(The exercise): Express each line of the rows below as a JSON list of strings, one string per line, leaving out any blank lines.

(Data section):
+===+
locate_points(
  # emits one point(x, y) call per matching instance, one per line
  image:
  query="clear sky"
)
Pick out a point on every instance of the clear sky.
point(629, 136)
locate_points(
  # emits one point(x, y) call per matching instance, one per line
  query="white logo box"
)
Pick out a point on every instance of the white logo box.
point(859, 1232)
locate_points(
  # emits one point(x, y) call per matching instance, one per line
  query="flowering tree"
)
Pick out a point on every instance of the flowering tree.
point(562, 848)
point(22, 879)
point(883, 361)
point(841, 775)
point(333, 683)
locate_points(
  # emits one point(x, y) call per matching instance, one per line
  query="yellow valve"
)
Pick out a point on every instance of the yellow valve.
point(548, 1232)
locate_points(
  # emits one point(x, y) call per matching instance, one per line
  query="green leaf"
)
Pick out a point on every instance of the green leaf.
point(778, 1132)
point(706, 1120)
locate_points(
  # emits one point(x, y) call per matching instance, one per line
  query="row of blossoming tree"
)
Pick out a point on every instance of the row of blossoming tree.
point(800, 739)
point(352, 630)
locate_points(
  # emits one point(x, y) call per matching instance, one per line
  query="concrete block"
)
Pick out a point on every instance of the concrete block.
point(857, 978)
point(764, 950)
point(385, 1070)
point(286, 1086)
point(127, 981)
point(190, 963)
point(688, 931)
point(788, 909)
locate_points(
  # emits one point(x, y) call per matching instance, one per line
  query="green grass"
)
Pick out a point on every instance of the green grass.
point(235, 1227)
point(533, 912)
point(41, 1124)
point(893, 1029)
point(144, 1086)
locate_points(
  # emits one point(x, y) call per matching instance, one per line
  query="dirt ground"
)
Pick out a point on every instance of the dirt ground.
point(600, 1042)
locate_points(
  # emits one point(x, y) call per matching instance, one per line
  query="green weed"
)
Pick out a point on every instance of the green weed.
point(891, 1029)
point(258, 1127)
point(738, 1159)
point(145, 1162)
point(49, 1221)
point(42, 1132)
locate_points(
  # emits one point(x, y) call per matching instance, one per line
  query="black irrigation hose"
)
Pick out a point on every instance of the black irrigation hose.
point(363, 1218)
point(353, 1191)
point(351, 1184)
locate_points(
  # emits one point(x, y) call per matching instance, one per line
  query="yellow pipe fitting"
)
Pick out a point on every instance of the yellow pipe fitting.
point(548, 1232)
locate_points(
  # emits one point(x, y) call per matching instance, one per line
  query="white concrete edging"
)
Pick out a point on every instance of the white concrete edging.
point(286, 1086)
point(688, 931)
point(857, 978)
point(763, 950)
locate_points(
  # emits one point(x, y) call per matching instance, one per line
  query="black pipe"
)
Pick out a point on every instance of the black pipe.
+===+
(Exercise solution):
[
  "locate_points(",
  "  # emits one point(x, y) call per matching instance, one per line",
  "  image:",
  "  query=\"clear sky\"",
  ")",
  "Pick out a point on every instance of the clear sky.",
  "point(629, 136)",
  "locate_points(",
  "  # emits one point(x, y) call per matching instance, one per line",
  "  query=\"white logo box\"",
  ")",
  "Pick out a point on every instance of the white logo box.",
  "point(859, 1232)",
  "locate_points(",
  "  # emits one point(x, y) call per matching instance, one per line",
  "  query=\"flowering tree\"",
  ")",
  "Pick out a point on every instance of the flowering tree.",
  "point(562, 848)",
  "point(22, 879)",
  "point(883, 361)",
  "point(841, 775)",
  "point(333, 683)",
  "locate_points(",
  "  # emits one point(x, y) call per matching instance, one per line",
  "  query=\"yellow valve\"",
  ")",
  "Pick out a point on every instance of the yellow valve.",
  "point(548, 1232)",
  "locate_points(",
  "  # emits one point(x, y) call per matching instance, one per line",
  "  query=\"green leaf\"",
  ")",
  "Pick out a point on every instance of the green leaf.",
  "point(778, 1132)",
  "point(706, 1120)",
  "locate_points(",
  "  # emits one point(x, y) call per matching instance, one per line",
  "  query=\"row of blossoming tree\"",
  ")",
  "Pick out a point on every instance of the row of blossoming tree.",
  "point(800, 739)",
  "point(352, 630)",
  "locate_points(",
  "  # emits one point(x, y) call per matching instance, one per line",
  "  query=\"concrete block\"",
  ")",
  "Pick out a point on every instance of the concrete block.",
  "point(857, 978)",
  "point(764, 950)",
  "point(385, 1070)",
  "point(286, 1086)",
  "point(127, 981)",
  "point(190, 963)",
  "point(688, 931)",
  "point(788, 909)",
  "locate_points(",
  "  # emits one point(x, y) call per matching instance, one per line",
  "  query=\"green grass\"",
  ")",
  "Pick out a point on every instance of the green grass.",
  "point(235, 1227)",
  "point(533, 912)",
  "point(41, 1124)",
  "point(893, 1029)",
  "point(144, 1086)",
  "locate_points(",
  "  # emits one point(x, y) call per matching instance, one per line",
  "  query=\"dirt ground\"",
  ")",
  "Pick out a point on every instance of the dirt ground.",
  "point(600, 1042)",
  "locate_points(",
  "  # emits one point(x, y) call per matching instance, one per line",
  "  query=\"green weed\"",
  ")",
  "Pick out a point on every instance of the green weed.",
  "point(891, 1029)",
  "point(258, 1127)",
  "point(738, 1159)",
  "point(145, 1162)",
  "point(49, 1221)",
  "point(42, 1132)",
  "locate_points(",
  "  # emits one point(x, y) call per matching instance, one per line",
  "  query=\"black irrigation hose\"",
  ")",
  "Pick out a point on every instance of the black irrigation hose.",
  "point(363, 1218)",
  "point(353, 1191)",
  "point(351, 1184)",
  "locate_points(",
  "  # emits one point(x, y) call per matching instance, one per line",
  "  query=\"yellow pipe fitting\"",
  ")",
  "Pick out a point on every instance of the yellow pipe fitting.",
  "point(548, 1232)",
  "locate_points(",
  "  # emits one point(x, y) call per matching instance, one per line",
  "  query=\"white concrete edging\"",
  ")",
  "Pick out a point on every instance of the white concrete edging.",
  "point(286, 1086)",
  "point(688, 931)",
  "point(857, 978)",
  "point(763, 950)",
  "locate_points(",
  "  # emits one point(x, y) call per matching instance, one per line",
  "  query=\"black pipe\"",
  ")",
  "Pick out a point on every instance of the black pipe."
]